(TASK OBJECTIVE): Reproduce the material below verbatim, line for line, in full.
[start INPUT ROWS]
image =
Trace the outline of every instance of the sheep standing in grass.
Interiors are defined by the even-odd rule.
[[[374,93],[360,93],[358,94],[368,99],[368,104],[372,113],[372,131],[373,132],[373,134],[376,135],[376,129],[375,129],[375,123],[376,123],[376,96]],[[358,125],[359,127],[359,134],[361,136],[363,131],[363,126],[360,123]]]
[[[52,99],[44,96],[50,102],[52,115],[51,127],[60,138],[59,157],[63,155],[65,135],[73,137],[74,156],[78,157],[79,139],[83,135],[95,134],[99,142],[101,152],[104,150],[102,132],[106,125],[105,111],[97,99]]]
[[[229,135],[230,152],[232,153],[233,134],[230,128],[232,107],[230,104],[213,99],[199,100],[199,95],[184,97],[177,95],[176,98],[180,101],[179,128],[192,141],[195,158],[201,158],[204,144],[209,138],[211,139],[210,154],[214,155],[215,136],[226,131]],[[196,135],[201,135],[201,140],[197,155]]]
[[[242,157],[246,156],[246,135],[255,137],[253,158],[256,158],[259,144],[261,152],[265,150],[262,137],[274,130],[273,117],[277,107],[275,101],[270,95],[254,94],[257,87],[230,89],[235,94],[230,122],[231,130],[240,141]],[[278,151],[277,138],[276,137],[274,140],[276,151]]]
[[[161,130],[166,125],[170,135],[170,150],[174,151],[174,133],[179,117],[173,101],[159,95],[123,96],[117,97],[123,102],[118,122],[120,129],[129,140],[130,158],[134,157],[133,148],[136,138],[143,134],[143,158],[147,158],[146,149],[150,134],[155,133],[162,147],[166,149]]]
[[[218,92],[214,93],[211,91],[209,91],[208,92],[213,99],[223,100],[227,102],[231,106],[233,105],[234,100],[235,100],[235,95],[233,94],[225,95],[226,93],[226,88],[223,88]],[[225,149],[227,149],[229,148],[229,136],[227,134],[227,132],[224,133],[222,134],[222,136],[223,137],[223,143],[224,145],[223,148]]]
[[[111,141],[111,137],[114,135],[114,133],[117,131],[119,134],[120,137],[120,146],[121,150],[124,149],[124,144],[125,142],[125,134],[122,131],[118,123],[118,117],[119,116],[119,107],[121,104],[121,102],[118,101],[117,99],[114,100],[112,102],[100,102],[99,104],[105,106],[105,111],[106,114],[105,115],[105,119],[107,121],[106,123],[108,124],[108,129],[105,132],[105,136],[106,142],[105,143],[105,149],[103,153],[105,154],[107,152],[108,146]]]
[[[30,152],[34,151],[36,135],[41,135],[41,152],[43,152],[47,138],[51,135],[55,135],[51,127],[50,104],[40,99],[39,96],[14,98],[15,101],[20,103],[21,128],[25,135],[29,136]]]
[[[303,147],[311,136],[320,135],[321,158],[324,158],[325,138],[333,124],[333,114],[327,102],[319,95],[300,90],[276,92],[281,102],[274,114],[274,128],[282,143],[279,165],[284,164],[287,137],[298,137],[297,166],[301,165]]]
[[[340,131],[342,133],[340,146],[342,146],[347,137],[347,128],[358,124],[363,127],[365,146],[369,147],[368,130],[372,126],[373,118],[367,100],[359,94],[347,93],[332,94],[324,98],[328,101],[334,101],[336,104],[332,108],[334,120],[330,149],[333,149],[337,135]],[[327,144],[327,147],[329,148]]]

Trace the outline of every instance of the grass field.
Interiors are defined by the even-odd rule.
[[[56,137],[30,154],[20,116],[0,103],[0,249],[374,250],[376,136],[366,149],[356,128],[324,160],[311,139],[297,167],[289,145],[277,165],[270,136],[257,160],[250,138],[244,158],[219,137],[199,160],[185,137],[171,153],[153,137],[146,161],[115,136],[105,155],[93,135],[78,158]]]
[end INPUT ROWS]
(RESPONSE):
image =
Trace the outline of every instance of the sheep standing in grass.
Interiors are defined by the even-odd rule.
[[[374,93],[360,93],[358,94],[368,99],[368,104],[372,113],[372,131],[373,132],[373,134],[376,135],[376,129],[375,129],[375,123],[376,123],[376,96]],[[358,125],[359,127],[359,134],[361,136],[363,131],[363,126],[360,123]]]
[[[52,99],[44,96],[50,102],[52,115],[51,127],[60,138],[59,157],[63,155],[65,135],[73,137],[74,156],[78,157],[79,139],[83,135],[95,134],[99,142],[101,152],[104,150],[102,132],[106,125],[105,111],[97,99]]]
[[[229,135],[230,152],[232,153],[233,134],[230,128],[232,107],[230,104],[213,99],[199,100],[199,95],[184,97],[177,95],[176,98],[180,101],[179,128],[192,141],[195,158],[201,158],[204,144],[209,138],[211,139],[210,154],[214,155],[215,136],[226,131]],[[196,135],[201,135],[201,140],[197,155]]]
[[[242,157],[246,156],[246,135],[255,137],[253,158],[256,158],[259,144],[261,152],[265,150],[262,137],[274,130],[273,117],[277,107],[275,101],[270,95],[254,94],[257,87],[230,89],[235,94],[230,122],[231,130],[240,141]],[[278,151],[277,138],[276,137],[274,140],[276,151]]]
[[[161,130],[166,125],[170,135],[170,150],[174,151],[174,133],[179,117],[173,101],[159,95],[123,96],[117,97],[123,102],[118,122],[120,129],[129,140],[130,158],[134,157],[133,148],[136,138],[143,134],[143,158],[147,158],[146,149],[150,134],[155,133],[162,147],[166,149]]]
[[[218,92],[214,93],[211,91],[209,91],[208,92],[213,99],[223,100],[227,102],[231,106],[233,105],[234,100],[235,100],[235,95],[233,94],[225,95],[226,93],[226,88],[223,88]],[[225,149],[227,149],[229,148],[229,136],[227,134],[227,132],[224,133],[222,134],[222,136],[223,137],[223,143],[224,145],[223,148]]]
[[[111,141],[111,137],[114,135],[114,133],[117,131],[119,134],[120,137],[120,146],[121,150],[124,149],[124,144],[125,142],[125,134],[122,131],[118,123],[118,117],[119,116],[119,107],[121,104],[121,102],[118,101],[117,99],[114,100],[112,102],[100,102],[99,104],[105,106],[105,111],[106,114],[105,115],[105,119],[107,121],[106,123],[108,124],[108,129],[105,132],[105,136],[106,142],[105,143],[105,149],[103,153],[105,154],[107,152],[108,146]]]
[[[30,152],[34,151],[36,135],[41,135],[41,152],[43,152],[47,138],[51,135],[55,135],[51,127],[50,104],[40,99],[39,96],[14,98],[15,101],[20,103],[21,128],[25,135],[29,136]]]
[[[303,147],[311,136],[320,135],[321,158],[324,158],[325,138],[333,124],[333,114],[327,102],[319,95],[300,90],[276,92],[281,102],[274,114],[274,128],[282,143],[279,165],[284,164],[287,137],[298,137],[297,166],[301,165]]]
[[[340,131],[342,133],[340,146],[342,146],[347,137],[347,128],[358,124],[363,127],[365,146],[369,147],[368,130],[372,126],[373,118],[367,100],[359,94],[347,93],[332,94],[324,98],[328,101],[334,101],[336,104],[332,108],[334,120],[330,149],[333,149],[337,135]],[[327,144],[327,147],[329,148]]]

Trace the outline of every instance of the grass field.
Interiors are defined by the even-odd rule.
[[[56,137],[30,154],[20,116],[0,103],[0,249],[374,250],[376,136],[366,149],[356,128],[324,160],[311,139],[297,167],[289,145],[277,165],[270,136],[257,160],[250,138],[244,158],[219,137],[199,160],[185,137],[171,153],[153,137],[146,161],[115,136],[105,155],[93,135],[78,158]]]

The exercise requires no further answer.